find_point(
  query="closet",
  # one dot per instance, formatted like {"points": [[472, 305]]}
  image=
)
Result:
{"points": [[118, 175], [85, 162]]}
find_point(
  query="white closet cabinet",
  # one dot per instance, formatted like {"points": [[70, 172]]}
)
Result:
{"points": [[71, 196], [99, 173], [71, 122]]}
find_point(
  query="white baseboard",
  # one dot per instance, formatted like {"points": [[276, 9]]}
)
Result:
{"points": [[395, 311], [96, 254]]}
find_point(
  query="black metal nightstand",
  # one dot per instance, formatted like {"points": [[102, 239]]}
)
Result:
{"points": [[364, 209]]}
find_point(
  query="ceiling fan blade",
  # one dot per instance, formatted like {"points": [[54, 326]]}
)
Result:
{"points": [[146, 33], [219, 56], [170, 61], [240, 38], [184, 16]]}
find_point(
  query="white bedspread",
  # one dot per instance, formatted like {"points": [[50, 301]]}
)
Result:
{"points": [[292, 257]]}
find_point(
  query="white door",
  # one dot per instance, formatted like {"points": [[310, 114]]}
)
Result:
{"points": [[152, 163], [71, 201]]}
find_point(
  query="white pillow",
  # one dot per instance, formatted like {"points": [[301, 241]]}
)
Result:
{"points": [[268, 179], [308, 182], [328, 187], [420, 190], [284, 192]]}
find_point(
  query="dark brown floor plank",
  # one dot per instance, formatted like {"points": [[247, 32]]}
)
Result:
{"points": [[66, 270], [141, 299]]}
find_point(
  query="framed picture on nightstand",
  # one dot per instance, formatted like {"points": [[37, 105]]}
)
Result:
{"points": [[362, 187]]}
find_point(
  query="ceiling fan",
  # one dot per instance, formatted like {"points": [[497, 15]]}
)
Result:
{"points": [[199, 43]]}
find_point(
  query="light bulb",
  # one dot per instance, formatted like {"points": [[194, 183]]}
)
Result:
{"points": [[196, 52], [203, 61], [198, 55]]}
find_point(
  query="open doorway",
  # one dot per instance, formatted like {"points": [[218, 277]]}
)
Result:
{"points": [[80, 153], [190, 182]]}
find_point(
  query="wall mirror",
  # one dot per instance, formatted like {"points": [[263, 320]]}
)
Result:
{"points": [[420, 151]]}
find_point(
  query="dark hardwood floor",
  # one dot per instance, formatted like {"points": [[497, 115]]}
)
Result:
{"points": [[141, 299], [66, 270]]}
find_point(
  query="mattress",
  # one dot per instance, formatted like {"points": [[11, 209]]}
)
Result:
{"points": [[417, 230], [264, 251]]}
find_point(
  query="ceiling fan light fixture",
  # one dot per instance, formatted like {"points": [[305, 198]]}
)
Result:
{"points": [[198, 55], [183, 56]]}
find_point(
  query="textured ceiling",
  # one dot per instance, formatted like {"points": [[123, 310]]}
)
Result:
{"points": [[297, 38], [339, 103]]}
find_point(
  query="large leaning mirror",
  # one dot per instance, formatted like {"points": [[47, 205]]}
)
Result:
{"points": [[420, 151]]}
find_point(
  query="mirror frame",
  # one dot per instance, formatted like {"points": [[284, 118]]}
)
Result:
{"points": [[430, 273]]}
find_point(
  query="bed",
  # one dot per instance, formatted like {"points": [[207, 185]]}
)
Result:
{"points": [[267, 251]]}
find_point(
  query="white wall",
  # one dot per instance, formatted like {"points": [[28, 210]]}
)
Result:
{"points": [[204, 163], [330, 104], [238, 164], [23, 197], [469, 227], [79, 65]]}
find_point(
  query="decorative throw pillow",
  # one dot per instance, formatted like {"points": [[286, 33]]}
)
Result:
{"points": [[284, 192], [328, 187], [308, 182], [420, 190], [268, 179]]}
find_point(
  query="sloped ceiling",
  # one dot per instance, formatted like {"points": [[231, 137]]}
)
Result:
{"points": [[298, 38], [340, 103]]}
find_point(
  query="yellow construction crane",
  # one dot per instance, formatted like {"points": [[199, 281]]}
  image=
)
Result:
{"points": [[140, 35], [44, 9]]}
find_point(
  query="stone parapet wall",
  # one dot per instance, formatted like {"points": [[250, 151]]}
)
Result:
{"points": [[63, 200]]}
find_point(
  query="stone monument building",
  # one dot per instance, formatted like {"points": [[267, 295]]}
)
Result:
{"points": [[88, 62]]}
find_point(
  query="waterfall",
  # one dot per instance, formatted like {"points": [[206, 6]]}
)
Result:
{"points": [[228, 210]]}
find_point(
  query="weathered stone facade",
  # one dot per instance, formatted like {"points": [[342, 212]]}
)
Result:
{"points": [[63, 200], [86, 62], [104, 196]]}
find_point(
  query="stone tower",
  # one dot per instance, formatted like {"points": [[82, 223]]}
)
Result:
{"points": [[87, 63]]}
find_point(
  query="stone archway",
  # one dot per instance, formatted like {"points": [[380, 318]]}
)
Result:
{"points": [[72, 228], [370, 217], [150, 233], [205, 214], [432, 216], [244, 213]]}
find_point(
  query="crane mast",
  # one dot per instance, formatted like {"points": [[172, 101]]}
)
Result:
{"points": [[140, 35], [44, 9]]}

Exercise: Repeat back the data above, exact to the last character.

Right answer:
find_point(
  query="closet",
  # one dot per instance, formatted like {"points": [[472, 305]]}
  image=
)
Result:
{"points": [[118, 175], [85, 162]]}
find_point(
  query="white closet cabinet",
  # one dot per instance, formatted like {"points": [[70, 172]]}
)
Result:
{"points": [[71, 196], [99, 173], [71, 122]]}
find_point(
  query="white baseboard",
  # one dot per instance, formatted like {"points": [[276, 9]]}
)
Result:
{"points": [[395, 311], [96, 254]]}
find_point(
  query="black metal nightstand",
  # one dot per instance, formatted like {"points": [[102, 239]]}
)
Result:
{"points": [[364, 209]]}
find_point(
  query="ceiling fan blade",
  # one dot per instance, formatted like {"points": [[54, 326]]}
)
Result:
{"points": [[146, 33], [219, 56], [170, 61], [240, 38], [184, 16]]}
find_point(
  query="white bedspread",
  # one dot per instance, formatted like {"points": [[50, 301]]}
)
Result:
{"points": [[292, 257]]}
find_point(
  query="white door",
  # one dot per instance, formatted like {"points": [[310, 114]]}
)
Result:
{"points": [[152, 163], [71, 201]]}
find_point(
  query="white pillow",
  # one dot per instance, formatted like {"points": [[301, 241]]}
)
Result:
{"points": [[268, 179], [308, 182], [328, 187], [420, 190], [284, 192]]}
find_point(
  query="dark brown floor plank",
  # one dot per instance, formatted like {"points": [[247, 32]]}
)
Result:
{"points": [[66, 270], [141, 299]]}
find_point(
  query="framed picture on nightstand",
  # one dot per instance, formatted like {"points": [[37, 105]]}
)
Result:
{"points": [[362, 187]]}
find_point(
  query="ceiling fan",
  # one dot per instance, formatted like {"points": [[497, 15]]}
)
Result:
{"points": [[199, 43]]}
find_point(
  query="light bulb",
  # one dot per instance, formatted like {"points": [[194, 183]]}
)
Result:
{"points": [[196, 52], [203, 61], [198, 55]]}
find_point(
  query="open doorway",
  # one dot per instance, formatted like {"points": [[218, 277]]}
)
Result:
{"points": [[80, 153], [190, 182]]}
find_point(
  query="wall mirror",
  # one dot per instance, formatted like {"points": [[263, 320]]}
)
Result:
{"points": [[420, 151]]}
find_point(
  query="dark hardwood floor",
  # one dot per instance, formatted like {"points": [[497, 115]]}
)
Result:
{"points": [[141, 299], [66, 270]]}
find_point(
  query="mattress",
  # one dot per instance, formatted like {"points": [[11, 209]]}
)
Result:
{"points": [[417, 230], [264, 251]]}
find_point(
  query="ceiling fan light fixture",
  # one dot per instance, formatted like {"points": [[305, 198]]}
)
Result:
{"points": [[198, 55], [183, 56]]}
find_point(
  query="textured ceiling",
  # one dot per instance, formatted like {"points": [[123, 310]]}
)
Result:
{"points": [[297, 38], [339, 103]]}
find_point(
  query="large leaning mirror",
  # one dot per instance, formatted like {"points": [[47, 205]]}
)
Result:
{"points": [[420, 151]]}
find_point(
  query="mirror frame",
  # one dot per instance, formatted like {"points": [[284, 118]]}
)
Result:
{"points": [[430, 273]]}
find_point(
  query="bed",
  # one dot per instance, formatted like {"points": [[207, 185]]}
)
Result:
{"points": [[267, 251]]}
find_point(
  query="white wall",
  # one dot per instance, formatted like {"points": [[28, 210]]}
)
Result:
{"points": [[204, 163], [330, 104], [238, 164], [23, 197], [469, 227], [79, 65]]}
find_point(
  query="decorative throw pillow",
  # one dot per instance, formatted like {"points": [[286, 33]]}
)
Result:
{"points": [[284, 192], [328, 187], [308, 182], [420, 190], [268, 179]]}
find_point(
  query="sloped ceiling",
  # one dot per instance, formatted like {"points": [[231, 137]]}
)
Result:
{"points": [[298, 38], [340, 103]]}
find_point(
  query="yellow construction crane",
  # one dot per instance, formatted like {"points": [[199, 281]]}
  image=
)
Result:
{"points": [[140, 35], [44, 9]]}
find_point(
  query="stone parapet wall",
  # one dot per instance, formatted like {"points": [[250, 151]]}
)
Result:
{"points": [[63, 200]]}
find_point(
  query="stone monument building",
  # one dot per instance, formatted like {"points": [[267, 295]]}
)
Result:
{"points": [[88, 62]]}
find_point(
  query="waterfall",
  # one dot per instance, formatted like {"points": [[206, 6]]}
)
Result:
{"points": [[228, 210]]}
find_point(
  query="weathered stone facade",
  # one dot per instance, formatted like {"points": [[342, 212]]}
)
Result:
{"points": [[63, 200], [86, 62], [104, 196]]}
find_point(
  query="stone tower",
  # one dot per instance, formatted like {"points": [[82, 223]]}
)
Result:
{"points": [[87, 63]]}
find_point(
  query="stone archway",
  # one dot per instance, formatted like {"points": [[380, 318]]}
)
Result:
{"points": [[72, 228], [370, 217], [150, 233], [205, 214], [432, 216], [244, 213]]}
find_point(
  query="crane mast",
  # one dot per instance, formatted like {"points": [[172, 101]]}
)
Result:
{"points": [[140, 35], [44, 9]]}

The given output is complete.